* [YOUR INSTRUCTIONS]:
What is the count of lines in the data that hold the string "comes"? State the number alone.

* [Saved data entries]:
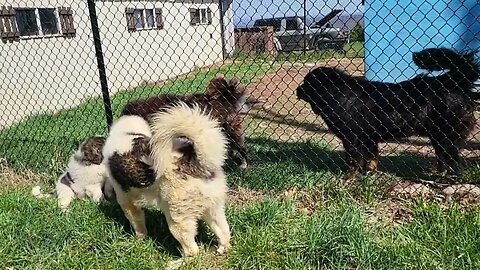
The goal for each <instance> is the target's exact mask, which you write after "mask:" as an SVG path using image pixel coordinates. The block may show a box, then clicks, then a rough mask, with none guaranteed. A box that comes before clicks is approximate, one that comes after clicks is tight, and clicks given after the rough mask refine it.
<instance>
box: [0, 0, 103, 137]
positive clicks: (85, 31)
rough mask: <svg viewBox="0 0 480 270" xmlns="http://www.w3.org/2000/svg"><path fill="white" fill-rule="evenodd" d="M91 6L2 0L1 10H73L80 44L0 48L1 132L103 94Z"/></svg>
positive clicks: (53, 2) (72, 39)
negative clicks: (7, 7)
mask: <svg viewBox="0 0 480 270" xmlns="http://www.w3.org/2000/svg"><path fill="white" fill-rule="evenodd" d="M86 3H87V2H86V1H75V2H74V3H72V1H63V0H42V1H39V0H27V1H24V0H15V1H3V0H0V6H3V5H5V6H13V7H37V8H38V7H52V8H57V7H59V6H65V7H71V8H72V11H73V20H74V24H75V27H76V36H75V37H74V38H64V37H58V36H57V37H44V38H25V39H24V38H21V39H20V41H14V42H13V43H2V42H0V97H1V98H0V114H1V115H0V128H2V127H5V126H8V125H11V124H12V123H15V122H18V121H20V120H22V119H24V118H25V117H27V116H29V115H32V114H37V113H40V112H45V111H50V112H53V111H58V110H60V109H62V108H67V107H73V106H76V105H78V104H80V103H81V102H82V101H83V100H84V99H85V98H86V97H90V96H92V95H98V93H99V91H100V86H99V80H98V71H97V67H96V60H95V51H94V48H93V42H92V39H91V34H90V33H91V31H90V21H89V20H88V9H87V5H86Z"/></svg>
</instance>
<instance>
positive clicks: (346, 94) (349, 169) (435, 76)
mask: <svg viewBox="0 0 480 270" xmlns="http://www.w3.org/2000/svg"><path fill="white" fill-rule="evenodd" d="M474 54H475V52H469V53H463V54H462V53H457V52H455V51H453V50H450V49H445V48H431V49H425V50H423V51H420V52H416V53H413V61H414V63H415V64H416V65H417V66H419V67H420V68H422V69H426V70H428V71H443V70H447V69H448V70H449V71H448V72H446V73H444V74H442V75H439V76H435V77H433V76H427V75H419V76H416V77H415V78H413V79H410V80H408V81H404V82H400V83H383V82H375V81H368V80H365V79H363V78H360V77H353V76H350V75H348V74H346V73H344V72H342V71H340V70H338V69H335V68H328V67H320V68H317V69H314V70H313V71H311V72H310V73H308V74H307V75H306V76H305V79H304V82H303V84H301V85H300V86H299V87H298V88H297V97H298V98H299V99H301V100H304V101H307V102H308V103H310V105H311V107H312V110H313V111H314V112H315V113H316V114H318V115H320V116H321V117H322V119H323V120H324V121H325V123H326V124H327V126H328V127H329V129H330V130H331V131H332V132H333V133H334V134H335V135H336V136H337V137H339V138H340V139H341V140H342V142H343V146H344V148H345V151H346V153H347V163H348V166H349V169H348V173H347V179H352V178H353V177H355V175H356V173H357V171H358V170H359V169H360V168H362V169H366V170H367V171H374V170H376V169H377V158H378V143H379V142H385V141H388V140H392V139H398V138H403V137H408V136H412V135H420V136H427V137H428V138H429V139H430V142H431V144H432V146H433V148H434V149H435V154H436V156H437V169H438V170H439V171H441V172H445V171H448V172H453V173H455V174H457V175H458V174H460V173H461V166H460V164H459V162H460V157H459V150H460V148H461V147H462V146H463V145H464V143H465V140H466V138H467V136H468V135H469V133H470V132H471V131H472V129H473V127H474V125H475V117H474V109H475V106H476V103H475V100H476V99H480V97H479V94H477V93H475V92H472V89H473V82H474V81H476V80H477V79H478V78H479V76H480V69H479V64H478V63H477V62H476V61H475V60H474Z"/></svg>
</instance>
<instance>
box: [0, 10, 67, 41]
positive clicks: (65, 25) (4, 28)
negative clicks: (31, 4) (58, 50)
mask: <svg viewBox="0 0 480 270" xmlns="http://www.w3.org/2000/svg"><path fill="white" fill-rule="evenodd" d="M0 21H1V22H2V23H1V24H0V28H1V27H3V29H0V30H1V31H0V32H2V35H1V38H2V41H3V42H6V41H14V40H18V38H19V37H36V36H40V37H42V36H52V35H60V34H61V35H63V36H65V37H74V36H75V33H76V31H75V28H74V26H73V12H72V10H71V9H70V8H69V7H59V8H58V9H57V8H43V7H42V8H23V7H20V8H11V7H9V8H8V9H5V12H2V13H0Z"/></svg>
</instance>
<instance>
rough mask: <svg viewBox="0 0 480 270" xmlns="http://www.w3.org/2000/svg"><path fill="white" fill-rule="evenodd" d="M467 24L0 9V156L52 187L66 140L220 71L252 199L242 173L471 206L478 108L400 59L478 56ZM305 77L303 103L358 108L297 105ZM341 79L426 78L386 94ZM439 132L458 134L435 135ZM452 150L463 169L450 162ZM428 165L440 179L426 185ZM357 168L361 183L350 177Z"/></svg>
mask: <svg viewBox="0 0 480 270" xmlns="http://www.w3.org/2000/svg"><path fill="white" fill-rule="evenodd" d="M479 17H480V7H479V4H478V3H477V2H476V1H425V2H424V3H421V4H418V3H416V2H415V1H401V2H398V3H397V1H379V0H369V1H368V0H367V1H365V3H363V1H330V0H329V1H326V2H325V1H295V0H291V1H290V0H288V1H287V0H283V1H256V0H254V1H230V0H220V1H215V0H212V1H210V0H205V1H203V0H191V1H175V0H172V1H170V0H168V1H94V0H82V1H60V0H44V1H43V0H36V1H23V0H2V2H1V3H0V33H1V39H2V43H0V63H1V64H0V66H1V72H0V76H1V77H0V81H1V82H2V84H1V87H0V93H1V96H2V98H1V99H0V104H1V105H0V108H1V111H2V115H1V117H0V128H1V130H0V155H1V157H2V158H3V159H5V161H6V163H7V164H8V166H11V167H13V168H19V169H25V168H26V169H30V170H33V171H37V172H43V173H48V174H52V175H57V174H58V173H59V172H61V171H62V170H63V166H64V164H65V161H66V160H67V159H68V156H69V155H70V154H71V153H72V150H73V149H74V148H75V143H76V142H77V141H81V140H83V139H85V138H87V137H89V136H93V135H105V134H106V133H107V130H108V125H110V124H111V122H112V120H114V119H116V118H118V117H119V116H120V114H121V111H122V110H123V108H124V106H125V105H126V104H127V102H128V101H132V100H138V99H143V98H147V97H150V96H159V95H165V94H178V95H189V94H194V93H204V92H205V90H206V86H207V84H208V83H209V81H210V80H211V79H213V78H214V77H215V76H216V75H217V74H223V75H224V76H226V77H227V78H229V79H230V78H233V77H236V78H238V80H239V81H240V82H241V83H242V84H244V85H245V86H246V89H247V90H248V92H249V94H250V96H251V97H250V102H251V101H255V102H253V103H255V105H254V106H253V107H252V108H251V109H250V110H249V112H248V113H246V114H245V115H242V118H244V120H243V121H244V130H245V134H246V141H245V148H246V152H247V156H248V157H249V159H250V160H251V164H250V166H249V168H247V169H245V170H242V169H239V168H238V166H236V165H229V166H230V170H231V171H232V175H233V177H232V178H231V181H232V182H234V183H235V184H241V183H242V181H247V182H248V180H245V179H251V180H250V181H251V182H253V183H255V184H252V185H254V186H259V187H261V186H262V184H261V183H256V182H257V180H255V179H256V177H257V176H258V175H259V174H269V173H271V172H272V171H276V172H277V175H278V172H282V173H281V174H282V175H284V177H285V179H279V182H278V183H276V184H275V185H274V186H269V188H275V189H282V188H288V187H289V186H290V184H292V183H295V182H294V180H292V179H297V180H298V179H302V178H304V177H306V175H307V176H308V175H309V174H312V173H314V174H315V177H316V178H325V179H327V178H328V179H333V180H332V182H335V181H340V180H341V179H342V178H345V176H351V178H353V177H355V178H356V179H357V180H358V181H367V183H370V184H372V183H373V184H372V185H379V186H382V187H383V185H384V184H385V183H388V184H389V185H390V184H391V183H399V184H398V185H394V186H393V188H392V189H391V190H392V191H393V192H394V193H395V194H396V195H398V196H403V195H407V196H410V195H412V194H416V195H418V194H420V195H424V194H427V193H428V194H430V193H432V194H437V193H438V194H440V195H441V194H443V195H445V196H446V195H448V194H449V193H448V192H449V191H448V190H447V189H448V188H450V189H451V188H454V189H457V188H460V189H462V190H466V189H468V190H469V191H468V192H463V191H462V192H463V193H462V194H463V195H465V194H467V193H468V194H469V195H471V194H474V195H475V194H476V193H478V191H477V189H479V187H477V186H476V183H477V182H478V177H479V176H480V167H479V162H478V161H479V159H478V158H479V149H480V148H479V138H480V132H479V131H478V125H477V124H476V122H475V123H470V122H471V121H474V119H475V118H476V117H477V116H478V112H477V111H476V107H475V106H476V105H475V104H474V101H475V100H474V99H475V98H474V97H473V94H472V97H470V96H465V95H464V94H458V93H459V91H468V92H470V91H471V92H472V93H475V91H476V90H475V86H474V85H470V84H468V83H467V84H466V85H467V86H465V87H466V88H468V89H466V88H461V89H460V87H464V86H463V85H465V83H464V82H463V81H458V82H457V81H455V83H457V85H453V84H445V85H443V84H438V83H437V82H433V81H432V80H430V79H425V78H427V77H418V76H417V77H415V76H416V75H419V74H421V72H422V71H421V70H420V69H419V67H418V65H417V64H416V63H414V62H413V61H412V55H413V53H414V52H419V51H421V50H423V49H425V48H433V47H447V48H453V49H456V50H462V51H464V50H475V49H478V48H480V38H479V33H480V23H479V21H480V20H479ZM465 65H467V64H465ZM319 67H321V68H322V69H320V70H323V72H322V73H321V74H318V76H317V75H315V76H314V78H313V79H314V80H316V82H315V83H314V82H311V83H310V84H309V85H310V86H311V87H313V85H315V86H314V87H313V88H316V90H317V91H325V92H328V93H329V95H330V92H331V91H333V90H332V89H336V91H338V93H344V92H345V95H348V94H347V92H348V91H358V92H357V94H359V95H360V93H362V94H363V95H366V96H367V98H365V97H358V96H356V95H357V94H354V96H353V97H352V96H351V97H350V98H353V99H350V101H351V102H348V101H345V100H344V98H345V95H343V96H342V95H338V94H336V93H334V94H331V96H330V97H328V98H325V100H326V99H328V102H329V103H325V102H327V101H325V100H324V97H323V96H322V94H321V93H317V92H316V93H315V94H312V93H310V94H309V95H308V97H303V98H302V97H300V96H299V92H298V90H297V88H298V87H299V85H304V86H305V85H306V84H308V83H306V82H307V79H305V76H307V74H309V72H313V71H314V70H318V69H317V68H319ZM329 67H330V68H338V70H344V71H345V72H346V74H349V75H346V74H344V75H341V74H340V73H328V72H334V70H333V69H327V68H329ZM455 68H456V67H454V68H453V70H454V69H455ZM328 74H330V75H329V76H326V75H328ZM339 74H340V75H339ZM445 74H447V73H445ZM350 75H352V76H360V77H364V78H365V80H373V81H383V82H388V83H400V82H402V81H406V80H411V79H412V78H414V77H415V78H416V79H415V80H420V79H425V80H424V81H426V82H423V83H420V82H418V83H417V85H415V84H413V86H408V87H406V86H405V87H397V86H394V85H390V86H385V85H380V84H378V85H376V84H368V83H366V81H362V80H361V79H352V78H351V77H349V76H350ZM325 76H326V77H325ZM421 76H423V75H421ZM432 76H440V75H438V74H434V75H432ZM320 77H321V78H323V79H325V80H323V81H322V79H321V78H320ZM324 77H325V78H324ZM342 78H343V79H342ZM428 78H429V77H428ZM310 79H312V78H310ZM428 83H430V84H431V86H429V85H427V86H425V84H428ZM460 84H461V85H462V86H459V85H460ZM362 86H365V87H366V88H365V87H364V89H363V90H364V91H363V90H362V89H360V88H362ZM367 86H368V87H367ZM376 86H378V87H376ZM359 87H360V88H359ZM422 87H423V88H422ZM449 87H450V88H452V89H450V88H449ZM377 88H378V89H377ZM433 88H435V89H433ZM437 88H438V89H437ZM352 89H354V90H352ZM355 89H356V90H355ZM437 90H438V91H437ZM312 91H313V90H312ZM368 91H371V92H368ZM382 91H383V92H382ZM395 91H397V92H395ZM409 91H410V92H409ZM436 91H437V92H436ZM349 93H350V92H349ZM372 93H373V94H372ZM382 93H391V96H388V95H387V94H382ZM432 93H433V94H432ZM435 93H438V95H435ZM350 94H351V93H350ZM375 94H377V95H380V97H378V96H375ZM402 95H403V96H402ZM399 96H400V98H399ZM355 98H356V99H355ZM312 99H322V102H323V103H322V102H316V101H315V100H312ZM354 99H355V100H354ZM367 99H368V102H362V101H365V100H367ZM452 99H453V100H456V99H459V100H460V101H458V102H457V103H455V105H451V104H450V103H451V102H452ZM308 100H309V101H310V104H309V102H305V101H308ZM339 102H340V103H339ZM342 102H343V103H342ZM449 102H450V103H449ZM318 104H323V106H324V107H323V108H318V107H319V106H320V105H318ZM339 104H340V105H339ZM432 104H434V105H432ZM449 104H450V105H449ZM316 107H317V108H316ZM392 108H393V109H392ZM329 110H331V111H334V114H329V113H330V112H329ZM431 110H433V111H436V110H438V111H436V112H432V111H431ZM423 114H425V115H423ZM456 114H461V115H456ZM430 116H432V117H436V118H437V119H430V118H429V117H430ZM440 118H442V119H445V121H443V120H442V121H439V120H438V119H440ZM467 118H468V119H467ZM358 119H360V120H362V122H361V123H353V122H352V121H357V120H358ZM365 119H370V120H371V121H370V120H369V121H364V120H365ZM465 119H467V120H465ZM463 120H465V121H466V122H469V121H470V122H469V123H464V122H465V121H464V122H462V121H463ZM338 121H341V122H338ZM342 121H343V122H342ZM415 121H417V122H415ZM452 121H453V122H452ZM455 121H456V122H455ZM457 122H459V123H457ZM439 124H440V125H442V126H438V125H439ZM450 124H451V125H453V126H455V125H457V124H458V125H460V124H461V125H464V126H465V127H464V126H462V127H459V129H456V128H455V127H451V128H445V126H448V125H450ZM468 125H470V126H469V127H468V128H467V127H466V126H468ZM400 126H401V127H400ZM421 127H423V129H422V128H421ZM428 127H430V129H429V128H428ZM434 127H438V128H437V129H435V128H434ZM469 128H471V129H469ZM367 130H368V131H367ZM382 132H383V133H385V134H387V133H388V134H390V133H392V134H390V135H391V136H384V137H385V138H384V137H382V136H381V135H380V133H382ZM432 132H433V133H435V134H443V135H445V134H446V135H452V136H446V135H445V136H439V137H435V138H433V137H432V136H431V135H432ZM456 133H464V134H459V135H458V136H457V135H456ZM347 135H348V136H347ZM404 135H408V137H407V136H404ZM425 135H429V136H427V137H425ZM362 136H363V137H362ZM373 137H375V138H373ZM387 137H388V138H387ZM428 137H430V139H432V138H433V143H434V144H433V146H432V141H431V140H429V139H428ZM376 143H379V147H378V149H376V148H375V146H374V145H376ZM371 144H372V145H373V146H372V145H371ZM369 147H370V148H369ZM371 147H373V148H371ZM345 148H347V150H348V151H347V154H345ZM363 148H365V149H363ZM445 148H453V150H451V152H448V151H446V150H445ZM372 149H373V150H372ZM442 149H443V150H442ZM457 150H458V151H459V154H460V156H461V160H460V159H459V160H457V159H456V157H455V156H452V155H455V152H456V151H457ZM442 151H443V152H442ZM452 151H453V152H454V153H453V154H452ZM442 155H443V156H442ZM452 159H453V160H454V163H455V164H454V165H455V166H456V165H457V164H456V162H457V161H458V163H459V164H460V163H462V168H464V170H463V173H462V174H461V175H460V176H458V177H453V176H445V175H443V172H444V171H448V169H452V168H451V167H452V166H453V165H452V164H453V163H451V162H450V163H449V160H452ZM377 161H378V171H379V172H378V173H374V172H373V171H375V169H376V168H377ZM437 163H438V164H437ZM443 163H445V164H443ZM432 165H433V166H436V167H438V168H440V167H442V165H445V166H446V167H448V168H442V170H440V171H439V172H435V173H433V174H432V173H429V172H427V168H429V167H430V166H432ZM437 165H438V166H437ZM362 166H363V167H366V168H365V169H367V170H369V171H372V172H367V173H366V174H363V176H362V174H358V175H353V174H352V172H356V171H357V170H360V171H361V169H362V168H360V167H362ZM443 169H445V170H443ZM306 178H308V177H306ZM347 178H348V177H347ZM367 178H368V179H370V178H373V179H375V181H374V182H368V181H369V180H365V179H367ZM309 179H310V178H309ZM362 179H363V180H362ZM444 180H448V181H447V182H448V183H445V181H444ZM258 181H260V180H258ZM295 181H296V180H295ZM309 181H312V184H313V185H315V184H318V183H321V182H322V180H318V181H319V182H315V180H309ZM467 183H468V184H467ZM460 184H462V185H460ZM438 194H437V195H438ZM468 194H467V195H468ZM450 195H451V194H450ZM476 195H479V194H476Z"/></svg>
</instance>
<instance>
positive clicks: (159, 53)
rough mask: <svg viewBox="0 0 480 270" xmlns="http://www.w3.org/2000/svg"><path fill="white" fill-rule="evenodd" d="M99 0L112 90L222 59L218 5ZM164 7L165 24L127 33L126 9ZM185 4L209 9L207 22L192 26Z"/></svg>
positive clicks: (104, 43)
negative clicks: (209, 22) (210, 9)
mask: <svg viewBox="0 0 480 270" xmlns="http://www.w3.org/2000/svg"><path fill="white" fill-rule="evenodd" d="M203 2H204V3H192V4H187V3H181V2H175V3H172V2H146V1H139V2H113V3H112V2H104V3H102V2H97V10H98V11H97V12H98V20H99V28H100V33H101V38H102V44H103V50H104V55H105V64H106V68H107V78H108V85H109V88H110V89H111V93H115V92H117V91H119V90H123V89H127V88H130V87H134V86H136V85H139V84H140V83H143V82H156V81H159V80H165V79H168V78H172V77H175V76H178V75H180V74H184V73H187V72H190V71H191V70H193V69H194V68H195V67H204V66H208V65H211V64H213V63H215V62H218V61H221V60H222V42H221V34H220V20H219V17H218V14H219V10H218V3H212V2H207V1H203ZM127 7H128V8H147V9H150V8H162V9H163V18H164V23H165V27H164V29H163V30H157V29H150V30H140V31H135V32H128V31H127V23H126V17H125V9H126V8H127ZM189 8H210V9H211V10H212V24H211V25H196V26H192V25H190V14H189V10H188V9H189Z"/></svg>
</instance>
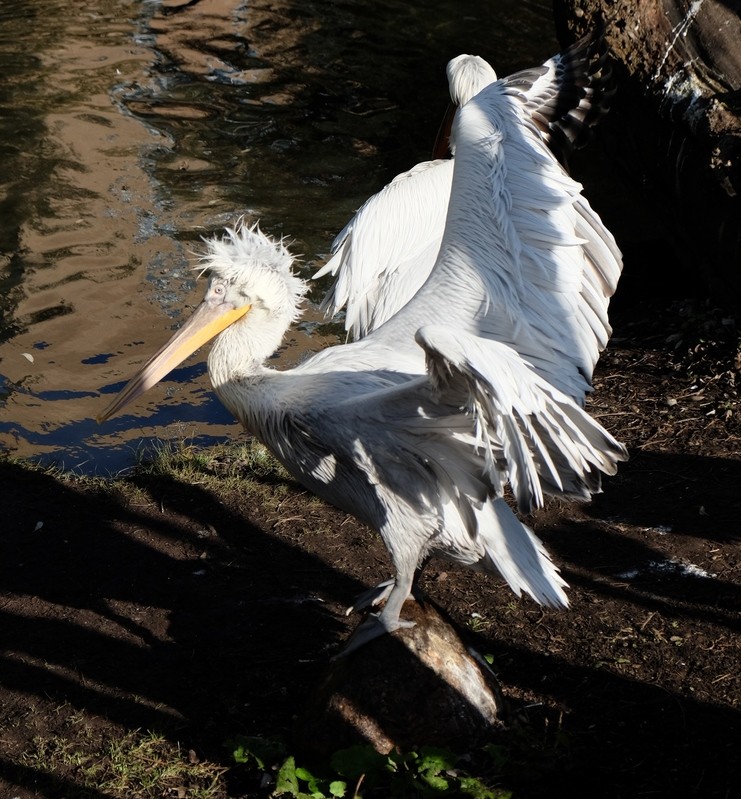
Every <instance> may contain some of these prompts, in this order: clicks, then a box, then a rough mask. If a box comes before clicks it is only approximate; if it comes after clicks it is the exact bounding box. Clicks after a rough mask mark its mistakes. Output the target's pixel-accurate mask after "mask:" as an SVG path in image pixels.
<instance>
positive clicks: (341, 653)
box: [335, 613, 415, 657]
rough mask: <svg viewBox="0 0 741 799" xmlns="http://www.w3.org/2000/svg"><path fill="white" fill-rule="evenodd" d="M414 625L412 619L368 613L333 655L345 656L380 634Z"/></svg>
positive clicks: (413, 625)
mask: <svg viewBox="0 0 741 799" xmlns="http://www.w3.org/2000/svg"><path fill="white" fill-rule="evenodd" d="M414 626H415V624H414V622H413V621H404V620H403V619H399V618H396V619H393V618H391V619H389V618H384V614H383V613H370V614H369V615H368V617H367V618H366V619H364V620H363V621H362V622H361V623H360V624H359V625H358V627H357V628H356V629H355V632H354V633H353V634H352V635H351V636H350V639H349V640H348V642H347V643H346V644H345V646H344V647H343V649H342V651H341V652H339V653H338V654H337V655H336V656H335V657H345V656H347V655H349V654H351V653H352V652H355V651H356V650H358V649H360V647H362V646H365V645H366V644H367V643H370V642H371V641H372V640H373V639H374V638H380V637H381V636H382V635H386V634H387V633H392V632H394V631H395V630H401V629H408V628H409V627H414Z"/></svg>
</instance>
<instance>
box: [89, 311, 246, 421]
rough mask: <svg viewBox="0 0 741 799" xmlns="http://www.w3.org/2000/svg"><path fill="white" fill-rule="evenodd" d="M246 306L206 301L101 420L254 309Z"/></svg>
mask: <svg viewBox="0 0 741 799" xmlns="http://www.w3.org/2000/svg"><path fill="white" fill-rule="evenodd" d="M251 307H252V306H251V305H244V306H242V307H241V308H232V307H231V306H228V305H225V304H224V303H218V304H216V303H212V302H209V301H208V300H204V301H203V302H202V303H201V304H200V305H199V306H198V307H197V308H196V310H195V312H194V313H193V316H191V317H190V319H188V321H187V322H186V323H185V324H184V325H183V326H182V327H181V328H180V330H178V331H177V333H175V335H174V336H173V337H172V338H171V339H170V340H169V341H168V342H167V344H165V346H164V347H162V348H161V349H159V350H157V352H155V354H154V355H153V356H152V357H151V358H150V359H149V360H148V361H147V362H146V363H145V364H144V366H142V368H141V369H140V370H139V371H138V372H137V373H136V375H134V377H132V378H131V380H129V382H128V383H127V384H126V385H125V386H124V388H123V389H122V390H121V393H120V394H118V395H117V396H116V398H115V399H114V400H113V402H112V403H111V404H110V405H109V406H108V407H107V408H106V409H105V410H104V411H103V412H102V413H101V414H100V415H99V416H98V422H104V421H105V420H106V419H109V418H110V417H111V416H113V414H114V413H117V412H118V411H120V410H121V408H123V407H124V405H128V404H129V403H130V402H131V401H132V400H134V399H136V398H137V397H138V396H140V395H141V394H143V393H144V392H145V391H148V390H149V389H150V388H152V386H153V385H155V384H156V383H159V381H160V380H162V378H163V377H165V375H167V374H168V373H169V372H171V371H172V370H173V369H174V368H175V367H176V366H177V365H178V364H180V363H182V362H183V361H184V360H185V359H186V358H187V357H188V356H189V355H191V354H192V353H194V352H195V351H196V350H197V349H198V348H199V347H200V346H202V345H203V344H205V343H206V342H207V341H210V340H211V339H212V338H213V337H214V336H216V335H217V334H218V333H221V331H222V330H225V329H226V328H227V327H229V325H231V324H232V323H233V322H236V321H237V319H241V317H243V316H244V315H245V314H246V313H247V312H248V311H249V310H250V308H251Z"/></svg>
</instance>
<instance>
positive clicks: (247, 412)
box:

* [EXPECTED ANSWER]:
2